■ **DATA SHOWN**:
----

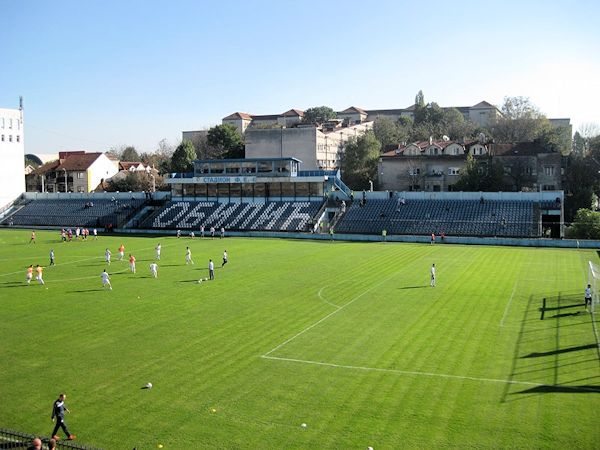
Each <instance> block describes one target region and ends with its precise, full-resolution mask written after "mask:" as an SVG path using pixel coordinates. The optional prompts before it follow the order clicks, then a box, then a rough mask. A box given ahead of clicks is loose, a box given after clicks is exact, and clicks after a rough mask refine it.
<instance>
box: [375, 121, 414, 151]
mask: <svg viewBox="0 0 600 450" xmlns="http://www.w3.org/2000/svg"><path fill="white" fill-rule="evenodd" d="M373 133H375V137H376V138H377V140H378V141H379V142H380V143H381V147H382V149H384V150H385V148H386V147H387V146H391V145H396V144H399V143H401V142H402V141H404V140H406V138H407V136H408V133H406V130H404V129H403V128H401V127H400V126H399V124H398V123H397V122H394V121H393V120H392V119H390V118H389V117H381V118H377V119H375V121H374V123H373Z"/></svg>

----

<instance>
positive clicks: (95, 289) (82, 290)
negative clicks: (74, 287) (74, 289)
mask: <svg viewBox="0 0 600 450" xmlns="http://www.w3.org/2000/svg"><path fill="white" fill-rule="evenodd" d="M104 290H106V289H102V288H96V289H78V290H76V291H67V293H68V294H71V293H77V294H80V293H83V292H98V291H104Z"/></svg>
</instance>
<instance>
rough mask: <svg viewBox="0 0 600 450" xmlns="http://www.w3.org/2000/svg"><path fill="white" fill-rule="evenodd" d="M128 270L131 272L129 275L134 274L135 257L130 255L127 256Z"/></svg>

----

■ **WHAT IS EXPECTED**:
Find "</instance>" in the entries above and copy that whole line exactly, then each line after it through the line that contains "rough mask: <svg".

■ **ANSWER SECTION**:
</instance>
<instance>
rough mask: <svg viewBox="0 0 600 450" xmlns="http://www.w3.org/2000/svg"><path fill="white" fill-rule="evenodd" d="M128 270L131 272L129 275L134 274L135 257L130 255L127 256Z"/></svg>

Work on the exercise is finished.